■ WORK TO BE COMPLETED ■
Output the records exactly, and drop each picture.

-- DATA SUPPLIED follows --

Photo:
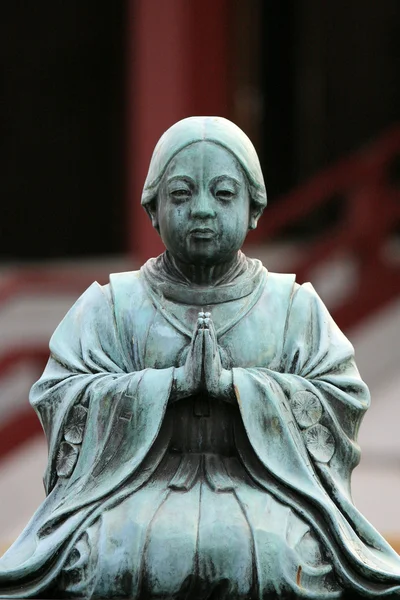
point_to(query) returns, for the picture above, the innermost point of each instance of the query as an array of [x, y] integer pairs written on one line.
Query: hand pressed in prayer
[[216, 380], [203, 370]]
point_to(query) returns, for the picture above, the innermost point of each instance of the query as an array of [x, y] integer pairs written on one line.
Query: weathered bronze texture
[[201, 415]]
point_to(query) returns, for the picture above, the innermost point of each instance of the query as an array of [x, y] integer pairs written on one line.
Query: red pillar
[[177, 66]]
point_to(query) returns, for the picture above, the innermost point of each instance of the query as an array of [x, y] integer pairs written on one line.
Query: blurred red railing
[[369, 216], [367, 187]]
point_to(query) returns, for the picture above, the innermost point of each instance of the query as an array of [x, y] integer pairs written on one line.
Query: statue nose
[[202, 207]]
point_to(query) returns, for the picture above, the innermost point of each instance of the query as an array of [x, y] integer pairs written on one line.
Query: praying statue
[[201, 415]]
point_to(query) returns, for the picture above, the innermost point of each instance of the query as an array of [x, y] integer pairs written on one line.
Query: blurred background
[[87, 88]]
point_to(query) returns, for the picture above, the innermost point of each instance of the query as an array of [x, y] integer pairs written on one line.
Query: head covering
[[211, 129]]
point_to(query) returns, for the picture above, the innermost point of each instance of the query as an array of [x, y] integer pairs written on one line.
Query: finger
[[198, 356], [208, 354]]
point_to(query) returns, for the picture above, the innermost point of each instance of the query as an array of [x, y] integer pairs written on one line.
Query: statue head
[[204, 189]]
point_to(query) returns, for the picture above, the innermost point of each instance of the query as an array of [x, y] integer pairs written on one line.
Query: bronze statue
[[201, 415]]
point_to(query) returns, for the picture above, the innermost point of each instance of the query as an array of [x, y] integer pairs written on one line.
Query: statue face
[[203, 207]]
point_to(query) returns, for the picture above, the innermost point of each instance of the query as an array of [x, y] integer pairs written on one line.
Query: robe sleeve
[[93, 403], [302, 419]]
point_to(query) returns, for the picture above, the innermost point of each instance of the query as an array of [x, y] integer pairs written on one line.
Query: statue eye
[[180, 194], [225, 194]]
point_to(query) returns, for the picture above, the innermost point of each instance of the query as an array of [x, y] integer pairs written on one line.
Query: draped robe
[[300, 396]]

-- DATA SUPPLIED concluded --

■ THE COMPLETED TASK ■
Photo:
point_to(query) returns, for the picture above, the innermost point of each instance of the query as an array of [x, y] integer pairs written on one line.
Query: hand pressed in prayer
[[216, 380], [203, 370]]
point_to(query) returns, for the picture above, the innermost point of each instance of the query as an array of [x, y] integer pairs written on one line.
Query: weathered bronze texture
[[201, 415]]
point_to(query) returns, for the picture above, the innermost point of each instance of the query as an array of [x, y] integer pairs written on one line.
Query: red pillar
[[177, 66]]
point_to(query) returns, for the picture above, the innermost point of each instance of the query as an array of [x, y] integer pairs written on one line.
Query: blurred red railing
[[369, 216], [367, 187]]
point_to(query) returns, for the picture above, the innermost point of each instance of the query as an array of [x, y] integer pairs written on one line.
Query: statue nose
[[202, 207]]
point_to(query) returns, for the picture above, the innermost point of each instance of the query as an array of [x, y] integer pairs written on one line.
Query: praying statue
[[201, 415]]
point_to(query) returns, for the picture above, the innermost point of each instance of the query as an array of [x, y] integer pairs written on one line.
Query: blurred background
[[87, 88]]
point_to(query) returns, for the picture above, the innermost point of each instance of the query as an array of [x, y] integer pairs written on one line.
Query: head covering
[[211, 129]]
point_to(query) returns, for the picture above, the innermost point of each instance of the query as an array of [x, y] integer pairs written on one line.
Query: finger
[[198, 356], [208, 354]]
point_to(query) returns, for the picture above, the innermost point of each instance of the query as an array of [x, y] integer pairs written on one line.
Query: statue head
[[204, 189]]
point_to(query) returns, for the picture above, the innermost point of each instance of the query as an array of [x, y] integer pairs written on one line.
Query: bronze statue
[[201, 415]]
point_to(query) returns, for the picture above, the innermost point of each instance of the query as an array of [x, y] integer pairs written on one line.
Query: statue face
[[203, 207]]
point_to(query) returns, for the picture above, the innermost point of each instance of the query as an array of [x, y] integer pairs written on one line.
Query: robe sleeve
[[93, 403], [302, 419]]
point_to(query) returns, for the picture above, the innermost point of each instance of the query as an array of [x, y] integer pairs written on one line.
Query: statue eye
[[180, 194], [225, 194]]
point_to(query) returns, for the picture above, the innermost point of each instance of the query as an array of [x, y] integer pairs written on one line.
Query: draped robe
[[300, 396]]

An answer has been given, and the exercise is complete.